* Exercise brief
In the East Timor presentation, condense the paragraph beginning "When General Murdani gave the order" into a short bulleted list that keeps its principal facts.

* Source passage
# # # # # # #

HOME
ABOUT
MERRILL FINDLAY
NON-FICTION
FICTION
CCD PROJECTS
SITE MAP
CONTACT |
|

East Timor: it's time to talk
Presentation
by Merrill Findlay to the UN
Special Committee on Decolonisation, New
York, August 7, 1991, on behalf of the Australian
Council for Overseas Aid (now AFID) and
the East Timor Talks Committee, Melbourne, Australia
Also see Merrill's other creative interventions with the East Timorese community, including the East Timor Youth Ambassador Program developed on her return from New York, and East Timor: The Story So Far written for the East Timor Talks Campaign in 1991.
Mr
Chairperson, distinguished members of the Committee, fellow
petitioners: thank you for the opportunity to speak with
you here today. The organisation I represent, the Australian
Council for Overseas Aid, has petitioned you in the past,
but we are anxious to do so again in what is now a new
political climate. In view of the excellent role the United
Nations has played in Namibia and Western Sahara recently,
and the unprecedented attention being given to long-term
and seemingly intractable issues by the US, USSR and Britain,
we believe the time is now right for a fresh attempt to
resolve the ongoing conflict in East Timor - in what the
honorable Soviet delegate to this Committee this morning
refered to as "the post-confrontational period of world
development."
Talks are now
being facilitated on Cambodia, Palestine, Cyprus and Northern
Ireland - why not, in 1991, UN sponsored talks on East
Timor too? We would like to see all interested
parties in that conflict sit down at a round table and
just begin to talk. Not about the past, but about the
future.
When General
Murdani gave the order to invade East Timor sixteen years
ago, the world was a very different place. Many of the
issues that dominated international affairs then have
now disappeared from the global political agenda. In the
nineties, that agenda is dominated by regional conflicts
and ethnic demands for autonomy that challenge many of
our established concepts of sovereignty: I have already
mentioned Palestine, Northern Ireland and Cyprus, but
we can add to that list the Baltic states, Yugoslavia,
Quebec, Bougainville, Tibet, Kashmir, Sri Lanka, Kurdistan,
the Sudan, Ethiopia, Eritrea and Kuwait.
In the 1990s
it is clear that the concept of self-determination must
be considered far more broadly than when East Timor was
added to the list of non-self governing territories in
1960.
As Australia's
delegate to the Commission on Human Rights in Geneva on
February 1, 1991, said in his formal statement:
...
Peoples are seeking to assert their identities, to preserve
their languages, cultures and traditions and to achieve
greater self management and autonomy, free from undue
interference from central governments. This poses difficult
dilemmas for many governments. Many fear it could be difficult
to reconcile greater autonomy for particular communities
with preservation of hard-won national unity and with
prospects for economic growth and development.

# # # # # # #

* Data extract
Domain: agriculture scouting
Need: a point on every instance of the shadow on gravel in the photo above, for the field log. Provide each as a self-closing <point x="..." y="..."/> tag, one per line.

# # # # # # #

* Exercise result
- General Murdani ordered the invasion of East Timor sixteen years earlier, when the world was a very different place.
- Many issues that dominated international affairs then have since disappeared from the global political agenda.
- In the 1990s, regional conflicts and ethnic demands for autonomy dominate that agenda and challenge established concepts of sovereignty.
- Cases listed include Palestine, Northern Ireland, Cyprus, the Baltic states, Yugoslavia, Quebec, Bougainville, Tibet, Kashmir, Sri Lanka, Kurdistan, the Sudan, Ethiopia, Eritrea and Kuwait.